The problem => Search the records for the string "brown", then copy each line where it appears.

[Saved data entries]
Content starts

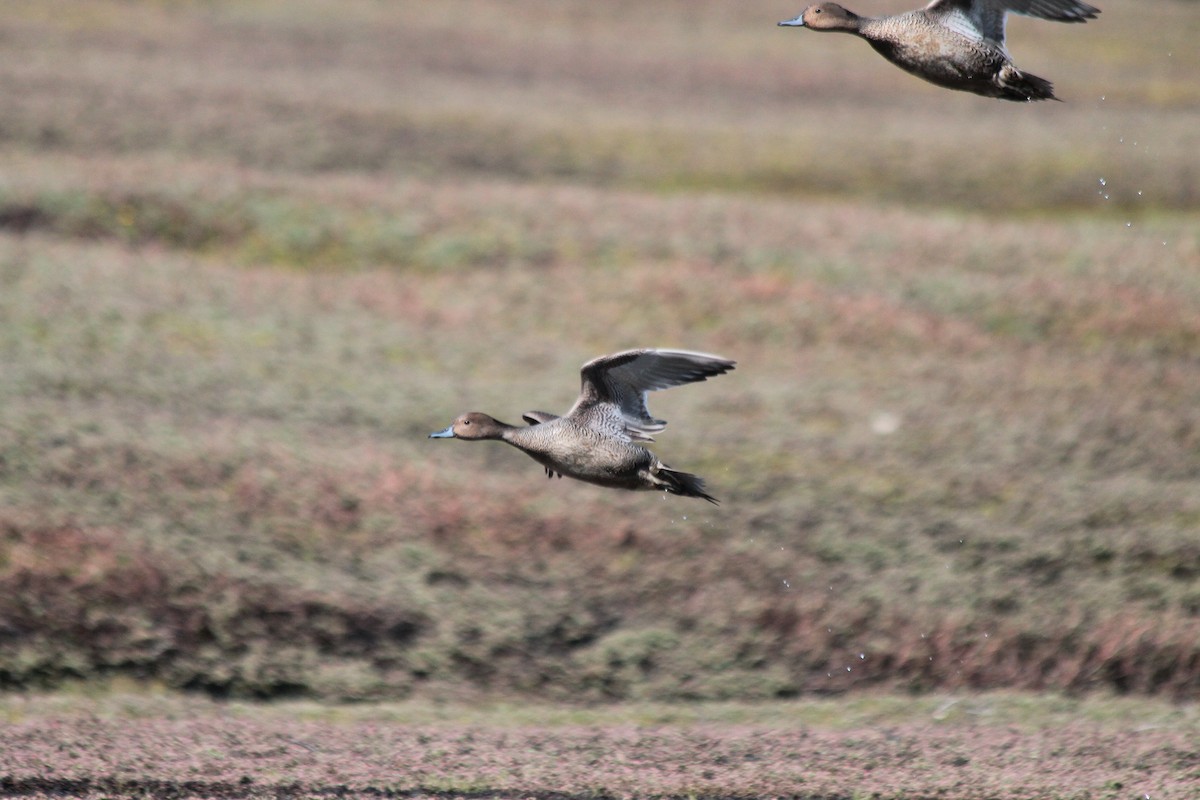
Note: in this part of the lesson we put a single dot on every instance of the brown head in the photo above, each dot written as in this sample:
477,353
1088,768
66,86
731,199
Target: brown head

Content ends

Answer to the exercise =>
Note: in this part of the lesson we put a single dot on every instance of the brown head in the photo above, each dot written as in this sample:
Target: brown head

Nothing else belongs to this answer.